***** Data extracts *****
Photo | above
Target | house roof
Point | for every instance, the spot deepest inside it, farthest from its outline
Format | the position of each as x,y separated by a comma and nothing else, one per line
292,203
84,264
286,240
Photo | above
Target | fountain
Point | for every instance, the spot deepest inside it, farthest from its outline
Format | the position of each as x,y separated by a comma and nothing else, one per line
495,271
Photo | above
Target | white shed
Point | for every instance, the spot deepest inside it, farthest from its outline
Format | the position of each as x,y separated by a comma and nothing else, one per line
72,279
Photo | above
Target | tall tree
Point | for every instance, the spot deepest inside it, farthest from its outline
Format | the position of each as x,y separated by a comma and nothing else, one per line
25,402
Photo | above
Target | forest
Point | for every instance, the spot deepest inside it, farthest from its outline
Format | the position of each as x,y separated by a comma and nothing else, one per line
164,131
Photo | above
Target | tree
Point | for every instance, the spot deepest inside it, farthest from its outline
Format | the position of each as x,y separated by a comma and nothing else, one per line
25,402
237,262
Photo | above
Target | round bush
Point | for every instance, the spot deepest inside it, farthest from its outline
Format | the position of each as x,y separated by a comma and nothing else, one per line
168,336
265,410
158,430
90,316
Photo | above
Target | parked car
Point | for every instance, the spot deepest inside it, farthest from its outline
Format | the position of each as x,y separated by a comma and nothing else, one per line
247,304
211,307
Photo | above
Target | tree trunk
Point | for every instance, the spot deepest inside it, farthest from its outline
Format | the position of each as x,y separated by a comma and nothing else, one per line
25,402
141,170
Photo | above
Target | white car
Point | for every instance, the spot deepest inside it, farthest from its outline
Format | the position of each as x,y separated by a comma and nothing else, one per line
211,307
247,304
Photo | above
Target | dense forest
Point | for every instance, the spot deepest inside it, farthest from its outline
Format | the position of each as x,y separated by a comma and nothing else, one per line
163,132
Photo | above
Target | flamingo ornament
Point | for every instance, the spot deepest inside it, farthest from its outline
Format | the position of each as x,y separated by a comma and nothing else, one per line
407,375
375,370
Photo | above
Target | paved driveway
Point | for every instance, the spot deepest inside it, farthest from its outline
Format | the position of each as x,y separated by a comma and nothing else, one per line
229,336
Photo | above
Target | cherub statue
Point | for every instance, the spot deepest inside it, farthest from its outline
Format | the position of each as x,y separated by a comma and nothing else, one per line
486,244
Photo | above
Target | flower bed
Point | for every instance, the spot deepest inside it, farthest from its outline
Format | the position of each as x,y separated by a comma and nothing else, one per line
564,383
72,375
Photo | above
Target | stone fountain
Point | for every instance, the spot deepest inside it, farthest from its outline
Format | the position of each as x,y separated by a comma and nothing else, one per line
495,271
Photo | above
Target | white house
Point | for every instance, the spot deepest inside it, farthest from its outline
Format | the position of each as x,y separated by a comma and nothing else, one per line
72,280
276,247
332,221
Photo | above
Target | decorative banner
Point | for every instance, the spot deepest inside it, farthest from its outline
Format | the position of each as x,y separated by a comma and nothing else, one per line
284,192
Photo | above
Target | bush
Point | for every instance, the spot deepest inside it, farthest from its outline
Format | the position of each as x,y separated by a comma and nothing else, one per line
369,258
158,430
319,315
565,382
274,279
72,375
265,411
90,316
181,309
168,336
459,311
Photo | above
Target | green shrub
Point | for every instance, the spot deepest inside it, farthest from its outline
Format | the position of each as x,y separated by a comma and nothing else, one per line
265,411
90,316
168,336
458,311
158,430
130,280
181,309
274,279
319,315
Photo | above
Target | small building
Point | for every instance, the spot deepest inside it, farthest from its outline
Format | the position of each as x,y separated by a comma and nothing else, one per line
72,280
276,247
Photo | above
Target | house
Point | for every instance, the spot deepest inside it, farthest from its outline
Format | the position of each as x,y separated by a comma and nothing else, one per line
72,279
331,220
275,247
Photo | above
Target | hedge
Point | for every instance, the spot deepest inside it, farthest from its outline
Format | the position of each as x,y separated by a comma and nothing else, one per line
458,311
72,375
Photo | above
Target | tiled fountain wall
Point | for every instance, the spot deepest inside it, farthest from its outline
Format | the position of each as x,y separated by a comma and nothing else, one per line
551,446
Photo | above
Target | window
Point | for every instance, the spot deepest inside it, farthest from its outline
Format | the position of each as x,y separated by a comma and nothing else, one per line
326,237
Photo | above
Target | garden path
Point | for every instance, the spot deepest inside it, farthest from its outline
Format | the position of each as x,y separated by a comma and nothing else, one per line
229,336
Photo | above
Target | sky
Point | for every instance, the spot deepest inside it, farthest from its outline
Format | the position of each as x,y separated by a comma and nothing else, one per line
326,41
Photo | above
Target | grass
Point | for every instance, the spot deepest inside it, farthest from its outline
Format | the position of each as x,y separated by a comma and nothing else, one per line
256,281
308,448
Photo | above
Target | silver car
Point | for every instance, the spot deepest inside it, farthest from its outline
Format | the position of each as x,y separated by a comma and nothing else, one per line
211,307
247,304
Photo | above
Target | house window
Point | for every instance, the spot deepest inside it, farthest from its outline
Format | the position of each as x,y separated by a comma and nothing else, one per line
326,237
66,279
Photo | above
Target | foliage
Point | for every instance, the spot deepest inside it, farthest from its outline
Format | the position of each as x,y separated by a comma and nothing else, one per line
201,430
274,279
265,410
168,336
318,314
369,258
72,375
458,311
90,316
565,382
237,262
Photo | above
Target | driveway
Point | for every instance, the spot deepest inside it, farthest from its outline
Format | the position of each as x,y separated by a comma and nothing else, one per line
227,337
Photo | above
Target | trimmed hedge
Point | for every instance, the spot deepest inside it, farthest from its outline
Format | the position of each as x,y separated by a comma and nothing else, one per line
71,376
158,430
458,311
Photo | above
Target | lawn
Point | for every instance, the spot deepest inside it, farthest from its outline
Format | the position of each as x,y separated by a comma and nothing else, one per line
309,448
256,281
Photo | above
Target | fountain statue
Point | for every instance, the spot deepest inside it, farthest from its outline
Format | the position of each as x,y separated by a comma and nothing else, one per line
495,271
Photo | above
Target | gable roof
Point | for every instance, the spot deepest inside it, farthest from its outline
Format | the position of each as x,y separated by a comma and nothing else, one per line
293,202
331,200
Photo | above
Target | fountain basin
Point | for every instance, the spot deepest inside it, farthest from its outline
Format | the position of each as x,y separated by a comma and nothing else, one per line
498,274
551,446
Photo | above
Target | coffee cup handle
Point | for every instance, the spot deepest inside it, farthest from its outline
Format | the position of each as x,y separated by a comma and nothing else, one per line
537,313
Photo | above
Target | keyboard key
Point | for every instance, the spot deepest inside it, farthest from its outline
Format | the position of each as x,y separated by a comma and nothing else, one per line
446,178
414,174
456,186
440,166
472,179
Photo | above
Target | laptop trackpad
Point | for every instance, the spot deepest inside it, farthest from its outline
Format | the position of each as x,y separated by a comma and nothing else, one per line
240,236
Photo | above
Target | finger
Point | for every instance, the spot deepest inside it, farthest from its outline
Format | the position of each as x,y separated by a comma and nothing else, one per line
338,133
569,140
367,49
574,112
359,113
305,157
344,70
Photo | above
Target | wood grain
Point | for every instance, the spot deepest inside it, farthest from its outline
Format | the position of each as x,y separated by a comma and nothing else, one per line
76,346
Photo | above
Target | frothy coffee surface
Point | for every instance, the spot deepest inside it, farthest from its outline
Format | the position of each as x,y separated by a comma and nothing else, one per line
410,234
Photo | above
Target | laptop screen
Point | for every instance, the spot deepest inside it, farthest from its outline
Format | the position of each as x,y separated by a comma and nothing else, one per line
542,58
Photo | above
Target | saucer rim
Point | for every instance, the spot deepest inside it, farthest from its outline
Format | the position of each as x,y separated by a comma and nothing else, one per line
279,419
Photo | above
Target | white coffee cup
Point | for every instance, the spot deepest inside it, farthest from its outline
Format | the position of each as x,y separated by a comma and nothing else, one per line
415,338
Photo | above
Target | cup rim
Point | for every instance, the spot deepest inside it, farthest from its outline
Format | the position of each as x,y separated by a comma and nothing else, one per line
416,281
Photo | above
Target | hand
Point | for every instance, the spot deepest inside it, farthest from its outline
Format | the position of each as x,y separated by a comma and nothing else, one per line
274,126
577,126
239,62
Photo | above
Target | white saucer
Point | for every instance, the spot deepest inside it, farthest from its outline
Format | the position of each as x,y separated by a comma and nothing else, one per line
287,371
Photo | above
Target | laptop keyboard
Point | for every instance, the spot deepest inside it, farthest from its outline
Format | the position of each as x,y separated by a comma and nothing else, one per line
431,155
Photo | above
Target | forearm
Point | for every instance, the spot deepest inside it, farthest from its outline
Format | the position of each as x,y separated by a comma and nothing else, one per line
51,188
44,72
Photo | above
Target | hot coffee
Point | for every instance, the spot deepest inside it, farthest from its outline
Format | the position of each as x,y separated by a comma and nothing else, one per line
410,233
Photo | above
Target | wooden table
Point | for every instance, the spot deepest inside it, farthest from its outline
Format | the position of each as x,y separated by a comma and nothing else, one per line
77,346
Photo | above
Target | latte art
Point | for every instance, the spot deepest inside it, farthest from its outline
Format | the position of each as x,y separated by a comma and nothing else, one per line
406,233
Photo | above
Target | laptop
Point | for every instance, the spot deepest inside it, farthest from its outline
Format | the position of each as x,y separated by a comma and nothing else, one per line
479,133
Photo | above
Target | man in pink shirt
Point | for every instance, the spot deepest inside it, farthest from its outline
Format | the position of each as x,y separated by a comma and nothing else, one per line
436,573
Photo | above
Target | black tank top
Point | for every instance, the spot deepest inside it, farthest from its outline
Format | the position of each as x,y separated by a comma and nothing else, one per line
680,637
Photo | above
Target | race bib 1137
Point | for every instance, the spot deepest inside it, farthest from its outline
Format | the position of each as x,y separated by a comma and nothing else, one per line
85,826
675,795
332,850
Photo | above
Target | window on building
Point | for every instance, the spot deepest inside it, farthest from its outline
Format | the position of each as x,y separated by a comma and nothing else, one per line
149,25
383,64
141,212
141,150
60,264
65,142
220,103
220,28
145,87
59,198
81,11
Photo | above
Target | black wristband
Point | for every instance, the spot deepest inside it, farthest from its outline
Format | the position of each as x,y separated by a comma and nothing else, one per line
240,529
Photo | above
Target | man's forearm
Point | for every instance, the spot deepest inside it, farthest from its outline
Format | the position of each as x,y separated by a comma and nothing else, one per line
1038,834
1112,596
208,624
*****
## Work required
Restate word for word the lines above, beginning at the first one and ending at the line that carries "Target | parked car".

## Response to the exercise
Photo | above
Target | house roof
Point | for every instance, the spot deepest inside it, farthest from its outline
Format | the position of each as x,y separated by a comma and nothing else, one per line
292,203
84,264
286,240
Photo | above
Target | fountain
Point | for every instance, the spot deepest inside it, farthest from its outline
Format | the position of each as x,y separated by a comma and nothing else, one per line
495,271
Photo | above
Target | white shed
Point | for every instance, the spot deepest inside it, farthest from its outline
Format | the position of each as x,y separated by a comma and nothing else, one per line
72,279
Photo | above
Target | tall tree
Point | for every instance, the spot deepest inside it, farthest from its outline
Format | the position of each as x,y separated by a comma and nothing else, one per line
25,402
Photo | above
Target | forest
Point | for every instance, the spot deepest inside it, farthest from its outline
Format | the position of each as x,y separated by a comma and nothing else, one per line
164,131
Photo | above
Target | tree
Point | for every instance, the spot deepest inside it, farthest from its outline
Format | the position of each as x,y separated by a comma and nothing else, one per line
25,402
237,262
Photo | above
Target | round bush
Point | for every instance, the spot deepest inside it, farthest from its outline
Format | the position of each as x,y separated by a comma and nothing else, one per line
168,336
265,410
158,430
90,316
Photo | above
Target | parked car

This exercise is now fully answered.